> **INSTRUCTIONS FOR THE TASK**
The answer must be every line of the records below that contains the word "positive".

(Stored data)

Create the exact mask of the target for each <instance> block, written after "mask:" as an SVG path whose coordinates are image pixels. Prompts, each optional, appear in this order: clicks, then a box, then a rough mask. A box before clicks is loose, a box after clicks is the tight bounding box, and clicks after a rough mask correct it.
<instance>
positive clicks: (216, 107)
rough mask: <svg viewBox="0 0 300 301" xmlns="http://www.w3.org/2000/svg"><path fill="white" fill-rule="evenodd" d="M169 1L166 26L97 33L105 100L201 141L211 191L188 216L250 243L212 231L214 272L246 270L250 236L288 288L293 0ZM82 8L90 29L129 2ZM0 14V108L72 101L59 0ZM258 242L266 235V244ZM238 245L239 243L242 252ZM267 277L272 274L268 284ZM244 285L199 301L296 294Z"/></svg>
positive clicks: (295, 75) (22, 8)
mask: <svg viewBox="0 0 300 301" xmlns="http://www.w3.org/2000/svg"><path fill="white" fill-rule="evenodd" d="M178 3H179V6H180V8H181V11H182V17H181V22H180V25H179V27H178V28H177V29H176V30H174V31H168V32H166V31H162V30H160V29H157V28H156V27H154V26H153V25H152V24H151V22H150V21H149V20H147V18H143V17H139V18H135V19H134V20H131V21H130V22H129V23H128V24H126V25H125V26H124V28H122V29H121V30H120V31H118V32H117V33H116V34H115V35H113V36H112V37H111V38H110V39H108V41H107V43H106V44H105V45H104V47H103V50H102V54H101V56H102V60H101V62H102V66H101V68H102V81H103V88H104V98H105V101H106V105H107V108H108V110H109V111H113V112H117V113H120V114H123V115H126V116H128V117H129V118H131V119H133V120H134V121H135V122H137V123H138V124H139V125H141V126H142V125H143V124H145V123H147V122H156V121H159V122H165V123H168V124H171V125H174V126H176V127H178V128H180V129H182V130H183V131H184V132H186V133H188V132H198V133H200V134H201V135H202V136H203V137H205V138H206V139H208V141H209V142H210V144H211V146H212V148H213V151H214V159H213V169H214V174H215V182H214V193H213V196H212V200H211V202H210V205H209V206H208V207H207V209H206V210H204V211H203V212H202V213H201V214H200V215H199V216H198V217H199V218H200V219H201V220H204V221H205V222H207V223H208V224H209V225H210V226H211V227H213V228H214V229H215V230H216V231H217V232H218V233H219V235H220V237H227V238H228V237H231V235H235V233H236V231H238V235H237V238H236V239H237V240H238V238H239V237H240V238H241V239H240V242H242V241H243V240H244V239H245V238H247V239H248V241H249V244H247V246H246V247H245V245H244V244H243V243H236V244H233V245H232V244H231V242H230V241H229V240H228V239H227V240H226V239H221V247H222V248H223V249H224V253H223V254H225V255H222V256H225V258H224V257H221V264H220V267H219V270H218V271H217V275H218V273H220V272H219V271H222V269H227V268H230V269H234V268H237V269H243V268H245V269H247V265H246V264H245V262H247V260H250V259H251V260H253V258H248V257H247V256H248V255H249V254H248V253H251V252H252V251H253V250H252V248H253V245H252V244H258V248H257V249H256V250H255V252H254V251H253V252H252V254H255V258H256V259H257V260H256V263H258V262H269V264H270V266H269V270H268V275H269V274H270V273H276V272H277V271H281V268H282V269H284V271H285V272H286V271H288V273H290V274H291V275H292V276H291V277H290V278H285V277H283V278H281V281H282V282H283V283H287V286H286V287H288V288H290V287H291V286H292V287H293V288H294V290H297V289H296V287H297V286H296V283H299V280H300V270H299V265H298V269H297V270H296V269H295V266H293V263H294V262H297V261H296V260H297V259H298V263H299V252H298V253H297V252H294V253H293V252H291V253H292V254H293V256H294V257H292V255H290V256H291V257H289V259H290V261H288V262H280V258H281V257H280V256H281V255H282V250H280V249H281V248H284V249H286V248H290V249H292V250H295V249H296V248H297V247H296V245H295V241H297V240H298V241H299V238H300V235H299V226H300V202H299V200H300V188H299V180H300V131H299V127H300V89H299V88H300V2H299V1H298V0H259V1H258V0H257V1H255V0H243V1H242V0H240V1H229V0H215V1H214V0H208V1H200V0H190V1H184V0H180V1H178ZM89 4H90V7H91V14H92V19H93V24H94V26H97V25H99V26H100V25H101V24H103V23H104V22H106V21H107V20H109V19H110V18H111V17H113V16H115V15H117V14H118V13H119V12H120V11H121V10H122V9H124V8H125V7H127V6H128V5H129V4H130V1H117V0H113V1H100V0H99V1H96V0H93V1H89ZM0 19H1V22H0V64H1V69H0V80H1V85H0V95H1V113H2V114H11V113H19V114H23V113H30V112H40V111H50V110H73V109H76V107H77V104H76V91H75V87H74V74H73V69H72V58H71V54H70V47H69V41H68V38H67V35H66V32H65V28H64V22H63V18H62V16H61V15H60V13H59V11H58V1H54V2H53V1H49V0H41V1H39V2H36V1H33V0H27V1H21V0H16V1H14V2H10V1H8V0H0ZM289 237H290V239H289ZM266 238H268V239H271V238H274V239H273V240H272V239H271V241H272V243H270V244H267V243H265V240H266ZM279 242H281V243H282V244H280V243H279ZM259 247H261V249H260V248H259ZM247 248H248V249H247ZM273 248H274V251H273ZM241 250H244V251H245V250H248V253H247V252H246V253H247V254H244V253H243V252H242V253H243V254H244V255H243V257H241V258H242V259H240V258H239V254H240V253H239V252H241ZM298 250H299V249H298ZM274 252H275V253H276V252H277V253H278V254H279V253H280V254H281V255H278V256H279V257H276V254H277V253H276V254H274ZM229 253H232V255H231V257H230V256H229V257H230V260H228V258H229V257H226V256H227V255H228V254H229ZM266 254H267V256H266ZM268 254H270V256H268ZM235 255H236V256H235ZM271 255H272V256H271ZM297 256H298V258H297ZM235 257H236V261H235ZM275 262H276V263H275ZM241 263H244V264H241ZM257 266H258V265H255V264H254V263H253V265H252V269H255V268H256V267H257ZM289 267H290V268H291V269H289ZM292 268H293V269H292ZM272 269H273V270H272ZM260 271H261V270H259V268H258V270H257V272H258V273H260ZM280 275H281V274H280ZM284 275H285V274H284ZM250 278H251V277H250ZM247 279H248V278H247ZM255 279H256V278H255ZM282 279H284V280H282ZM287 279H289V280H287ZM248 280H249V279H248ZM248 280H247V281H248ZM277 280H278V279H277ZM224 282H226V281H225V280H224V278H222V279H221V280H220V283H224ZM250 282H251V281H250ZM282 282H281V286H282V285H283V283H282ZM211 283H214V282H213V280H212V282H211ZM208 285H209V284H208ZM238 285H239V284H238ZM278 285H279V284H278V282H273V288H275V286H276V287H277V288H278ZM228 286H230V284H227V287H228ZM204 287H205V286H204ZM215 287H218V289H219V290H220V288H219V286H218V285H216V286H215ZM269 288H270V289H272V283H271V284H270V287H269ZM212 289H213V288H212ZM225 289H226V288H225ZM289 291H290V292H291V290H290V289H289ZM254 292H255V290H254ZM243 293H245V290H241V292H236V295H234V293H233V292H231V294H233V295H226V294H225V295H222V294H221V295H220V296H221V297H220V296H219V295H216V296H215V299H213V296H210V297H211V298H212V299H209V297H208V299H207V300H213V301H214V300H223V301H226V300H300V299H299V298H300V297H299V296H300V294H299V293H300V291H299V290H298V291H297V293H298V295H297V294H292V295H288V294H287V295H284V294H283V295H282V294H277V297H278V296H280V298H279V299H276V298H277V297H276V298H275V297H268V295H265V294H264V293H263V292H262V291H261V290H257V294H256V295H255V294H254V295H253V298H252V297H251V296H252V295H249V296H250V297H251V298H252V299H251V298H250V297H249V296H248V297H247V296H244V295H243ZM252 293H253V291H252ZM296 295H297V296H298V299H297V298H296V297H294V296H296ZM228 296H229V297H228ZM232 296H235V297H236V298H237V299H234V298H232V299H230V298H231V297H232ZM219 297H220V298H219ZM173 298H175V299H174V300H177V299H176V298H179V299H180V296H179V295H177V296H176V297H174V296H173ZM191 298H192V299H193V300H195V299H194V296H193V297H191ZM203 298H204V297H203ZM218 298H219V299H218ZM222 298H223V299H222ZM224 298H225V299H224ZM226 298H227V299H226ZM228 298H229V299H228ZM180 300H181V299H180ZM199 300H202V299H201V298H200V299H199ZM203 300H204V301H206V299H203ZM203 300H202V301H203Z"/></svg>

> **SOLUTION TO THIS TASK**
positive clicks: (216, 107)
positive clicks: (295, 75) (22, 8)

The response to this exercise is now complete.